▸ What needs to be done:
Please output every line of the material as it stands, without the pictures.

>> Begin Material shown

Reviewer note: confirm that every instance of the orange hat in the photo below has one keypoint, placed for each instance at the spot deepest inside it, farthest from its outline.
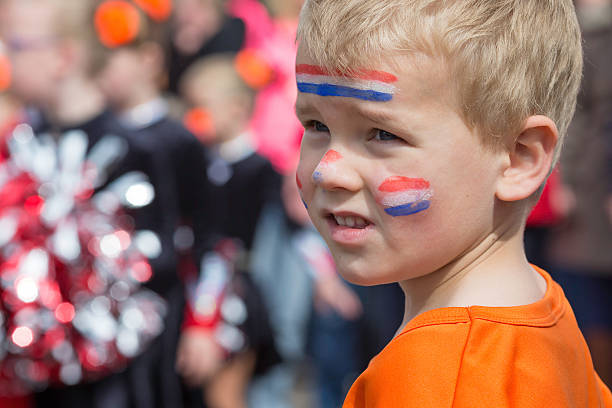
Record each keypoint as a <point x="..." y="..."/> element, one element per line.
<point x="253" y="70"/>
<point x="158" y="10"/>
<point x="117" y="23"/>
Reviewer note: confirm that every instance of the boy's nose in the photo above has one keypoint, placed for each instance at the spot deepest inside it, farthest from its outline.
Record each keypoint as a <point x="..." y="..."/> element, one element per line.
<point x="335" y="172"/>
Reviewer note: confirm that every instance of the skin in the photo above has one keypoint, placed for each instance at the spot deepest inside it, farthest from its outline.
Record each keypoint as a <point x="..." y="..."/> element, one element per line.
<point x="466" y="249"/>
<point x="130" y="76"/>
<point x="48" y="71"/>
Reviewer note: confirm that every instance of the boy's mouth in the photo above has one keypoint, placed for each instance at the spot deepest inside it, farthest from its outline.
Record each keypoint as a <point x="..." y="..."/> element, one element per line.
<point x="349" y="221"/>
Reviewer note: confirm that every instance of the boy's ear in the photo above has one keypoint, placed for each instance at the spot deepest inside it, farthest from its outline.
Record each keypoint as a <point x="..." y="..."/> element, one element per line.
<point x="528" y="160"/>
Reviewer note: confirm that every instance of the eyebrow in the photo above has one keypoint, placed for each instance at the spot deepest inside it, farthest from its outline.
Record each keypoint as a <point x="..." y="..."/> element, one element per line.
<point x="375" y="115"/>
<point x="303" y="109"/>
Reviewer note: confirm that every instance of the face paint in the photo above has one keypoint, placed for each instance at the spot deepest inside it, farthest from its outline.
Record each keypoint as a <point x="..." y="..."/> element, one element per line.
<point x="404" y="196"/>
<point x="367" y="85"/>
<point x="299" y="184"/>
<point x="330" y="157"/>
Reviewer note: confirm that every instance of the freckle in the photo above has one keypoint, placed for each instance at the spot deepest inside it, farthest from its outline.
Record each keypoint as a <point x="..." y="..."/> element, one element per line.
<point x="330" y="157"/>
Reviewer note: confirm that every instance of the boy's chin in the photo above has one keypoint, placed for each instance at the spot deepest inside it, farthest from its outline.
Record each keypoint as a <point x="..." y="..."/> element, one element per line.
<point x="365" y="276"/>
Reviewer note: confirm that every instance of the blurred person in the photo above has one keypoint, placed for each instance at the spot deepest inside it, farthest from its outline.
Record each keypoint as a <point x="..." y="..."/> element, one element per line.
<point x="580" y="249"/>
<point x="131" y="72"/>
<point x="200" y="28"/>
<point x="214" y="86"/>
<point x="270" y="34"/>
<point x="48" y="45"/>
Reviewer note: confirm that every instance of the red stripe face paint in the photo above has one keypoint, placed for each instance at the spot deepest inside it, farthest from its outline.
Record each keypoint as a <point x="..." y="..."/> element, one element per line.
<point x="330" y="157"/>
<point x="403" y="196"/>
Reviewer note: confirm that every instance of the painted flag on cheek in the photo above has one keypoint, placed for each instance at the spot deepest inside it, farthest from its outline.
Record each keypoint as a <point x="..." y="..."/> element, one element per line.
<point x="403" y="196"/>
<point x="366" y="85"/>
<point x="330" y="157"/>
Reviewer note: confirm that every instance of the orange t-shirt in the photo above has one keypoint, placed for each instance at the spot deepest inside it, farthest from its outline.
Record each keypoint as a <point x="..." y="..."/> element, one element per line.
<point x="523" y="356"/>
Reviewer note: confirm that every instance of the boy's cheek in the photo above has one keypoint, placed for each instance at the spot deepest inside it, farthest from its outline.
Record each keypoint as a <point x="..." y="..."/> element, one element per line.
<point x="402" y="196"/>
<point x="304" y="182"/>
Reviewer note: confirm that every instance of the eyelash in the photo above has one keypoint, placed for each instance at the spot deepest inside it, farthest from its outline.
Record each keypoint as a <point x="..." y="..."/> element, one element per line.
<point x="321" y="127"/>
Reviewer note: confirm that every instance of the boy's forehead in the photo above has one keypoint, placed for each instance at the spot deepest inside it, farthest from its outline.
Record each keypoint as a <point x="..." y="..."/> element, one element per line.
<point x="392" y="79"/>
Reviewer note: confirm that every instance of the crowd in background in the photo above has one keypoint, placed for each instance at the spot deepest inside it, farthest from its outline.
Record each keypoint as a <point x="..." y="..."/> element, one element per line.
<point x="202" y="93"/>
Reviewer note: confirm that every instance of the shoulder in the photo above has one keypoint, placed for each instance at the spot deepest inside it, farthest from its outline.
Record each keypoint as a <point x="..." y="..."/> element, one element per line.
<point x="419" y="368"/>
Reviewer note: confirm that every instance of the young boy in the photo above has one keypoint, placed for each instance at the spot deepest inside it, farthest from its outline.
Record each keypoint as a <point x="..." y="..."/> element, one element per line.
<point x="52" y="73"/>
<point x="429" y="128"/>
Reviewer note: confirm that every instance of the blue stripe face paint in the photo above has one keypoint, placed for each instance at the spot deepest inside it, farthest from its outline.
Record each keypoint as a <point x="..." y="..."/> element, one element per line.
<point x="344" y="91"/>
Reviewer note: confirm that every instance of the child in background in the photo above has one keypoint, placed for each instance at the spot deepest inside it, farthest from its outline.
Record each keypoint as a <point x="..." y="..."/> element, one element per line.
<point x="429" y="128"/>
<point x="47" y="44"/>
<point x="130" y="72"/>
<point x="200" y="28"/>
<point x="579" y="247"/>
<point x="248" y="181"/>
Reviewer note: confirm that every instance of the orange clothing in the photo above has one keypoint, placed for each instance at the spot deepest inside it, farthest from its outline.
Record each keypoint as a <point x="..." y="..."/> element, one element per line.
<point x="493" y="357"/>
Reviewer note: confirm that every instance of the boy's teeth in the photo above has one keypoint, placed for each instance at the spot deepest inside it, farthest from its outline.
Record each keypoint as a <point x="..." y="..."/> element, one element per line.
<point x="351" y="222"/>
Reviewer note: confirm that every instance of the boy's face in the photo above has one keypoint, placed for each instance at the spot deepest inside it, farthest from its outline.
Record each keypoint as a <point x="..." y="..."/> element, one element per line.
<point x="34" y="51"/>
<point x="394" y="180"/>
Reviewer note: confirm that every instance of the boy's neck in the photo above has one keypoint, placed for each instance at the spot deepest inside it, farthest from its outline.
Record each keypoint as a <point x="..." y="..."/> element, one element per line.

>> End Material shown

▸ Full solution:
Reviewer note: confirm that every instance of the orange hat in the photo below has one keypoint, placed for each instance at the spot deepest inside it, farthest from its outline.
Record each keypoint as a <point x="..." y="..."/> element, one element per line.
<point x="253" y="70"/>
<point x="158" y="10"/>
<point x="117" y="23"/>
Reviewer note: confirm that every instance of the boy's nose in the photo above has one keypoint, placed for each instance at the spot deepest inside it, farthest from its outline.
Record each keypoint as a <point x="..." y="..."/> element, one element per line.
<point x="335" y="172"/>
Reviewer note: confirm that every instance of the skin in the photo above has one keypoint, placed for each instance at the spot deepest inside it, farthest from its outline.
Record each keypoint as a <point x="..." y="..."/> element, one element per line.
<point x="466" y="249"/>
<point x="130" y="76"/>
<point x="48" y="71"/>
Reviewer note: confirm that every instance of the boy's mouth in the photo above has one keypoint, placed for each instance at the spot deepest inside it, farthest from its outline.
Record each keypoint as a <point x="..." y="..."/> element, one element per line.
<point x="349" y="221"/>
Reviewer note: confirm that every instance of the boy's ear in the photo above has one keypoint, placed for each instance at the spot deepest inside it, farthest from its outline.
Record each keypoint as a <point x="..." y="..."/> element, one element per line.
<point x="528" y="160"/>
Reviewer note: confirm that every instance of the eyebrow in the photo above has one keypoint, placed for each instance at the spot deepest inside it, farthest from its outline.
Record each keypoint as a <point x="..." y="..."/> element, one element per line.
<point x="375" y="115"/>
<point x="303" y="109"/>
Reviewer note: confirm that every instance of the face paint in the photo above has one keypoint, placed for each instance at the spot deepest inside it, farthest from its outline.
Record each keypoint as a <point x="..." y="..."/> element, one element per line.
<point x="404" y="196"/>
<point x="367" y="85"/>
<point x="299" y="184"/>
<point x="330" y="157"/>
Reviewer note: confirm that every instance of the freckle in the photo above has one keypoint, placed for each instance at the spot deepest inside it, farthest from its outline.
Record each keypoint as a <point x="..." y="..."/> element, one element per line.
<point x="330" y="157"/>
Reviewer note: confirm that every instance of the boy's chin in the photo above has one keypoint, placed for each instance at the spot deepest inside it, farthest from its outline.
Record each keypoint as a <point x="..." y="..."/> element, one element per line.
<point x="365" y="276"/>
Reviewer note: confirm that every instance of the blurred person in the photo above has one keypoint, placed for each instance at the spot deepest inside it, farthest from its outline.
Record each keypoint as a <point x="..." y="..."/> element, one element per line.
<point x="580" y="249"/>
<point x="131" y="72"/>
<point x="200" y="28"/>
<point x="214" y="86"/>
<point x="270" y="34"/>
<point x="48" y="45"/>
Reviewer note: confirm that every instance of the red stripe face paint in the photo above has one keypoint, placed for each instance at the spot deepest inside it, farthest from its outline.
Record each keypoint as a <point x="..." y="..."/> element, one element per line.
<point x="330" y="157"/>
<point x="403" y="196"/>
Reviewer note: confirm that every instance of the painted flag on cheek in the photo above has one keypoint, placed for each instance at the spot deepest inside it, farthest from its outline.
Record each keypoint as a <point x="..." y="..."/> element, one element per line.
<point x="403" y="196"/>
<point x="366" y="85"/>
<point x="330" y="157"/>
Reviewer note: confirm that every instance of the orange t-shirt in the photo above has one keypoint, placed for each instance at the spot deepest inside it, farthest from its outline.
Record each keypoint as a <point x="..." y="..."/> element, one element per line.
<point x="523" y="356"/>
Reviewer note: confirm that every instance of the boy's cheek in the photo above has one keypoint, placed for each instance at the spot deepest inside it, farthest from its outline.
Record each keypoint as a <point x="..." y="..."/> element, one element per line.
<point x="402" y="196"/>
<point x="304" y="182"/>
Reviewer note: confirm that every instance of the eyelash in the photo above has one keypoint, placed for each instance at the spot deepest inside it, farthest from its outline.
Record each keypoint as a <point x="..." y="..."/> element, one element per line.
<point x="321" y="127"/>
Reviewer note: confirm that every instance of the boy's forehead in the photo above has one keypoint, placed for each instance at the spot deepest inside it, farthest from its outline.
Record each keypoint as a <point x="..." y="..."/> element, one element per line.
<point x="392" y="79"/>
Reviewer note: confirm that every instance of the crowd in background in the photo above has one keypoint, placed for each instance at the spot deepest inside it, farthest from its outline.
Record each keypoint as a <point x="..." y="..."/> element, one element per line.
<point x="202" y="93"/>
Reviewer note: confirm that every instance of the shoulder in the photo above has one keypoint, placed for each instance at the spot deepest inside it, farthest from its outline.
Record each keypoint as a <point x="..." y="..."/> element, one element per line.
<point x="419" y="368"/>
Reviewer note: confirm that every instance of the young boy in the photo above has one keypoint, placed for each instance at the spot deepest inside it, farthest from its outline.
Record each keypoint as a <point x="..." y="..."/> element, one element per line.
<point x="52" y="73"/>
<point x="429" y="128"/>
Reviewer note: confirm that every instance of the blue stripe face paint in the photo above has one keypoint, placed for each instance at the spot deepest inside it, farthest from its outline.
Record each keypoint as a <point x="..." y="..."/> element, one element per line.
<point x="344" y="91"/>
Reviewer note: confirm that every instance of the child in background in the photo above has one keypoint, placed for each instance at the spot deepest inside it, farthest from its outline.
Record each keypoint as a <point x="..." y="..."/> element, one element per line.
<point x="429" y="128"/>
<point x="47" y="44"/>
<point x="130" y="72"/>
<point x="200" y="28"/>
<point x="579" y="247"/>
<point x="248" y="181"/>
Reviewer note: confirm that every instance of the orange clothing in the photo above has one keypoint, placed for each instance at the spot deepest inside it, farthest from its outline.
Record each keypoint as a <point x="..." y="..."/> element, one element per line.
<point x="493" y="357"/>
Reviewer note: confirm that every instance of the boy's teeth in the photo above has one keypoint, placed for each instance at the spot deepest inside it, farthest from its outline.
Record each keypoint as a <point x="..." y="..."/> element, one element per line.
<point x="351" y="222"/>
Reviewer note: confirm that every instance of the boy's face in the photo above has one keypoint, placed for each instance at the spot deepest inside it, farthest from its outline.
Record each keypoint as a <point x="..." y="..."/> element, one element per line.
<point x="34" y="51"/>
<point x="394" y="180"/>
Reviewer note: confirm that every instance of the boy's neck in the photo above has one keypoint, placed for each instance at the spot deepest inside it, farthest from its outline.
Record each keypoint as a <point x="..." y="..."/> element, one element per line.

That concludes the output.